Required work - Extract and copy verbatim the records from the line with "van's rear window" to the line with "[(244, 189)]", both included, and nothing else.
::::
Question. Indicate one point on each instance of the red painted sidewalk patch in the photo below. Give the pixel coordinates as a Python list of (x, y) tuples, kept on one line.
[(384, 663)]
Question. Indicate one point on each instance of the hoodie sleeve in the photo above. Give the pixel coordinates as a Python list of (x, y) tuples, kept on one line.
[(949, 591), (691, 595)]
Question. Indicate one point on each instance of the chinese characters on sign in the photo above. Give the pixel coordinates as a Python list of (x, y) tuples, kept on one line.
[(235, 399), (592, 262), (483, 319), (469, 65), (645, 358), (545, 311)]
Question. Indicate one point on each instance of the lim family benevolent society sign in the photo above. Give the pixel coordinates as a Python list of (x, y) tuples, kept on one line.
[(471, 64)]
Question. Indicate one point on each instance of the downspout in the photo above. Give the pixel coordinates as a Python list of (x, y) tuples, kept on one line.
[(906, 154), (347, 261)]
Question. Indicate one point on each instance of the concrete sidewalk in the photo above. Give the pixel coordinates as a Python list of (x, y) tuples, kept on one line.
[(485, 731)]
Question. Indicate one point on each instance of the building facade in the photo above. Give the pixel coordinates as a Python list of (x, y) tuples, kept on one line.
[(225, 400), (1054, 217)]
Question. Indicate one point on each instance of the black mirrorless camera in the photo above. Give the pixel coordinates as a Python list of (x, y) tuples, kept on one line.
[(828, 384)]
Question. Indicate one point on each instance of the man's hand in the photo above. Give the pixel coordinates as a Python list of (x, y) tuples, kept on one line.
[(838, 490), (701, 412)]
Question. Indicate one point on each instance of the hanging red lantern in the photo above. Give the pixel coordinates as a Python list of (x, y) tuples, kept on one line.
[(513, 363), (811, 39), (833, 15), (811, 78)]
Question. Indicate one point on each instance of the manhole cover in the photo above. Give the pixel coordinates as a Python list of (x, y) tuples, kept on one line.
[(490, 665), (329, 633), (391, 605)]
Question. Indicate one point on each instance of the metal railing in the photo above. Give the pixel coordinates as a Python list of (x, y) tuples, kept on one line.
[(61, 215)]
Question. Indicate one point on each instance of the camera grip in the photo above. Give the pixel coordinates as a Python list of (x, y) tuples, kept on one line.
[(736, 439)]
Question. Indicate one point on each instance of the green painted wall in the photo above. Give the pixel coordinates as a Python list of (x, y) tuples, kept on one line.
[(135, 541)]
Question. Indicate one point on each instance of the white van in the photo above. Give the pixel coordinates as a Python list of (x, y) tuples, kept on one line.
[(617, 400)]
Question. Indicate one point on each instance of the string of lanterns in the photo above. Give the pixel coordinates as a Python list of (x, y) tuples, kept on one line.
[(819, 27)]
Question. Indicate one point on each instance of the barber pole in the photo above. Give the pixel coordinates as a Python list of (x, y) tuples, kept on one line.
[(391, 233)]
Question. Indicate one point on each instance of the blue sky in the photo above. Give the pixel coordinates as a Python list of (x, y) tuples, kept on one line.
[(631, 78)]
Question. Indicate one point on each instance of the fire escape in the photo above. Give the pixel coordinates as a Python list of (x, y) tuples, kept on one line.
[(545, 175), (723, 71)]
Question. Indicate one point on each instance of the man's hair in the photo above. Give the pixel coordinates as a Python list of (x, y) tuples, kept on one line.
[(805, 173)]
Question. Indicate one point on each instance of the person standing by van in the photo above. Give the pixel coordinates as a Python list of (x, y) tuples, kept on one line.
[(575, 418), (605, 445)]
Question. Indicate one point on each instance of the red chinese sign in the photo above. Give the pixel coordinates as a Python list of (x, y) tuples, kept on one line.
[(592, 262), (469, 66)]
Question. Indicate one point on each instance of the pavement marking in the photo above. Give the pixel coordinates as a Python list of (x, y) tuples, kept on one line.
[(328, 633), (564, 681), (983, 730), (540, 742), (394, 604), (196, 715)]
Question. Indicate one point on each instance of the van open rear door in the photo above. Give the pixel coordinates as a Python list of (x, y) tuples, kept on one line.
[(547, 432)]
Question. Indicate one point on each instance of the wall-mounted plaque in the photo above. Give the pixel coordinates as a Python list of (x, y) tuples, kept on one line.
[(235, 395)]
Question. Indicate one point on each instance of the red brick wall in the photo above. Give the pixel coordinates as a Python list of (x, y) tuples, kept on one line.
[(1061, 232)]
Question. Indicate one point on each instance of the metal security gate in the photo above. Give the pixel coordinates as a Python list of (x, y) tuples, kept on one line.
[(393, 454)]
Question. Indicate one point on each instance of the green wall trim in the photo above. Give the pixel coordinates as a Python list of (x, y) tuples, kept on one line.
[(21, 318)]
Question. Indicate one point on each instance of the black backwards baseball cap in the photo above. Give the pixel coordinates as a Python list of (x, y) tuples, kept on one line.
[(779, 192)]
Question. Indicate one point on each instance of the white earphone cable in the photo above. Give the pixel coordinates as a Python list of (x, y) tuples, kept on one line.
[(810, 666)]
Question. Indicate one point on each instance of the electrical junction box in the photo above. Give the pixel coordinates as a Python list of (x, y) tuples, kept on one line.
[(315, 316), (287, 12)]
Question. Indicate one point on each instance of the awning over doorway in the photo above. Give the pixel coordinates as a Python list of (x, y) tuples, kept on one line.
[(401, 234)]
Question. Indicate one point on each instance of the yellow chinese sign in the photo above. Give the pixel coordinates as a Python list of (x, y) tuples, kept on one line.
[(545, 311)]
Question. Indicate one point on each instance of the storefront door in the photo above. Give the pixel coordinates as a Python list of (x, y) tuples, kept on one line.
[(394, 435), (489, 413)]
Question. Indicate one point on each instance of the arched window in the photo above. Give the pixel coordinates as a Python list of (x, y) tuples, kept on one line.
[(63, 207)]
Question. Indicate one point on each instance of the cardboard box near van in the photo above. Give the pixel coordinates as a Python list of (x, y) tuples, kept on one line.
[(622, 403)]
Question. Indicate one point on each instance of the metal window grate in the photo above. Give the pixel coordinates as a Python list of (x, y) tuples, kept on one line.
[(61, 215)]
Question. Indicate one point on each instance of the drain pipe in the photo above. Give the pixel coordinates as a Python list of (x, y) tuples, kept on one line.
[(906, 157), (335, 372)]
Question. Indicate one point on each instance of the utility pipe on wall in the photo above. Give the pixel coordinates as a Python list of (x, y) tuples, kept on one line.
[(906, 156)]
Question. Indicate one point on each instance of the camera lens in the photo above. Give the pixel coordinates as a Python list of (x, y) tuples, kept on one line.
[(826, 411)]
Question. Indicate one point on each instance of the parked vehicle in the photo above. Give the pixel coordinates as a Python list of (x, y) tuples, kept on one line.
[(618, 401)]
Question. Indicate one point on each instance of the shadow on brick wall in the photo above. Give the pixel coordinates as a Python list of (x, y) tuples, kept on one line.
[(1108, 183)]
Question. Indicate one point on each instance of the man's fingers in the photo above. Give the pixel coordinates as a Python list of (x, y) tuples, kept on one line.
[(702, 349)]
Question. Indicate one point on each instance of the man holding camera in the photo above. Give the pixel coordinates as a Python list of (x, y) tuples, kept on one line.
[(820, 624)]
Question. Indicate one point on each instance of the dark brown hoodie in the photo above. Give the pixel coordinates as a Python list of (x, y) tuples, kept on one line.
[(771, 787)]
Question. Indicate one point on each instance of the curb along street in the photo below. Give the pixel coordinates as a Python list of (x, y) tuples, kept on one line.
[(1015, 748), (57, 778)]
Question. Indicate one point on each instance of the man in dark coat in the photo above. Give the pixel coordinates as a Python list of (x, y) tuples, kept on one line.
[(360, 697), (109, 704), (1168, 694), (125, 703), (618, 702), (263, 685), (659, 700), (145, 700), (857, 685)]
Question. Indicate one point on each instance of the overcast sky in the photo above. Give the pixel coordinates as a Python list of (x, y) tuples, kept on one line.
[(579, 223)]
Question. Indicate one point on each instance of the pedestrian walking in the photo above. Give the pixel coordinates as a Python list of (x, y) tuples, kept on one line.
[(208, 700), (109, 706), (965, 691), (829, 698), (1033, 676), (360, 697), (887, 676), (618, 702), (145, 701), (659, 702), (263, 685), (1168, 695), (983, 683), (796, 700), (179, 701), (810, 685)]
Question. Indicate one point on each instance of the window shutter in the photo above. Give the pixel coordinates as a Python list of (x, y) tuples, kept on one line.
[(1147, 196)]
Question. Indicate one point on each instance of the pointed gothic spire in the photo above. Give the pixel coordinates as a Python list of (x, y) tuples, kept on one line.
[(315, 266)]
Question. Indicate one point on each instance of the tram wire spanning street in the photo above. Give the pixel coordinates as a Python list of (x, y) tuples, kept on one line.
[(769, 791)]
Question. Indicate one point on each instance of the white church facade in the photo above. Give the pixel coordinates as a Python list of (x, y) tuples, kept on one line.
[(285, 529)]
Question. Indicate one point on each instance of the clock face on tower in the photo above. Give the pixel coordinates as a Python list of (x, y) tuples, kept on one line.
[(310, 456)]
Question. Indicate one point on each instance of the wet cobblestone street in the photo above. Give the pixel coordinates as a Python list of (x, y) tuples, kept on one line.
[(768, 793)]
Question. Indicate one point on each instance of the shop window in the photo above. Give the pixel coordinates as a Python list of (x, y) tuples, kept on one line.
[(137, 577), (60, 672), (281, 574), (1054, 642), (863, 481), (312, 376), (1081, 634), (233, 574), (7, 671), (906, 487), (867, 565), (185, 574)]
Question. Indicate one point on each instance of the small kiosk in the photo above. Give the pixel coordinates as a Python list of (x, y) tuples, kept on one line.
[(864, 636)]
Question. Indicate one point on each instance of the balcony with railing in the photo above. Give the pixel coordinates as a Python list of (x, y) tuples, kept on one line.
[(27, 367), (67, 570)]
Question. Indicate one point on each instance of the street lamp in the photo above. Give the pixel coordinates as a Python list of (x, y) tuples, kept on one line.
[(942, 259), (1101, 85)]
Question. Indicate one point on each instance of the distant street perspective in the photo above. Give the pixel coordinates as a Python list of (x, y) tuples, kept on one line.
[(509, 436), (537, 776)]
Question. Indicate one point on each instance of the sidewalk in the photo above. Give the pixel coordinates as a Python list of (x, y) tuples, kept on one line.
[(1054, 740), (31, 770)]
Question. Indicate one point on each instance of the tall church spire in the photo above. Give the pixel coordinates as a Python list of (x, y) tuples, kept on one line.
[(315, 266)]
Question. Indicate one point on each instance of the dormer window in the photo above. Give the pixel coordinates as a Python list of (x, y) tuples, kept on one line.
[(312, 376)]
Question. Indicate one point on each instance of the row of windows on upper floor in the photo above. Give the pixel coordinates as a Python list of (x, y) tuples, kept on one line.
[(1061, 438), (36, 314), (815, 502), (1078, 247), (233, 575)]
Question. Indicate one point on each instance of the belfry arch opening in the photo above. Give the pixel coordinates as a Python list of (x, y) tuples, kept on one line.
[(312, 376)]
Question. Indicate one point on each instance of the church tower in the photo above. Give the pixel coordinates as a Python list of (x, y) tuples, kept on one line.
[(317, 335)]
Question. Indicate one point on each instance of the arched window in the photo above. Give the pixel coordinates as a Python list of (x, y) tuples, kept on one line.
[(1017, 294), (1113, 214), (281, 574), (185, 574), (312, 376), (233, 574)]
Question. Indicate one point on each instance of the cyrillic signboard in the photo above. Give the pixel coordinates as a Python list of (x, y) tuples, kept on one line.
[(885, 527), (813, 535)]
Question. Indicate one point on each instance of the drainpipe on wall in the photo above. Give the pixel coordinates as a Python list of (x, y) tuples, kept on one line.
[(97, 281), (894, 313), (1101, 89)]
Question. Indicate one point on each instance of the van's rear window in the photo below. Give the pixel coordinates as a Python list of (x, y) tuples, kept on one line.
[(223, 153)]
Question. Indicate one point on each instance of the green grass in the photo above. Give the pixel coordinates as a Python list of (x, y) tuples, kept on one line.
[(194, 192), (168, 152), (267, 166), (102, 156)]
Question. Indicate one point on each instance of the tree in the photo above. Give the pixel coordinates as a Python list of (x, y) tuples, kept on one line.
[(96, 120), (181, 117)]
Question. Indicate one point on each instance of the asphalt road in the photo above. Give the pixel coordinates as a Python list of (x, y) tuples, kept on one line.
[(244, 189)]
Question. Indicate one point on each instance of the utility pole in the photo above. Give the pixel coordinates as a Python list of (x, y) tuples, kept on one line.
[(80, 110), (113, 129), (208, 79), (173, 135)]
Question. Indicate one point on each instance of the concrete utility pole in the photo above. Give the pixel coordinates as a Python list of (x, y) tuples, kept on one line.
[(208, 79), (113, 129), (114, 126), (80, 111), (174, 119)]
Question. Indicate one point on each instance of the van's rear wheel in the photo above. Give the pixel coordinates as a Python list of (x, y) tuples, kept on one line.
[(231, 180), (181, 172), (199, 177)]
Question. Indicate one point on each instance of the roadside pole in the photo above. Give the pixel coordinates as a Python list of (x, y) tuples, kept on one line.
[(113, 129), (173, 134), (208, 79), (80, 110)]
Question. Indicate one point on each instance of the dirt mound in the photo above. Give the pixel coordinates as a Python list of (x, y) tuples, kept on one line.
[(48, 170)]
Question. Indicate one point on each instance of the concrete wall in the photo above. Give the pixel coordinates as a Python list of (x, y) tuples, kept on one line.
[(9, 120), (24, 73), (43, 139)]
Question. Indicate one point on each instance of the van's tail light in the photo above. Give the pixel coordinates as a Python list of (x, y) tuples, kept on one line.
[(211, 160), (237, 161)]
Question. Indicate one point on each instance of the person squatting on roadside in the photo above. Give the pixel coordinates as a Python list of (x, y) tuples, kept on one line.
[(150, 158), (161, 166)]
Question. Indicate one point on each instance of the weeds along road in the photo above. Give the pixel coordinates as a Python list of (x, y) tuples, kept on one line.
::::
Task result -
Question. Indicate one point on each instance of the van's rear window in the photo below. Give the pixel coordinates as a Python list of (x, y) tuples, kept on one line.
[(223, 153)]
Question. Indicate one point on each instance of the green grass in the photo above. Give the pixel coordinates as a Python list of (x, y) tuples, kept on one line.
[(194, 192), (168, 152), (267, 166), (102, 156)]
Question. Indicate one point on each instance of the tree in the photo above. Give the pixel coordinates as a Python list of (x, y) tuples, kept on one line.
[(96, 120), (181, 117)]
Question. Indicate one point on each instance of the asphalt road in the photo above. Give the pixel coordinates as a Python list of (x, y) tuples, kept on one line.
[(244, 189)]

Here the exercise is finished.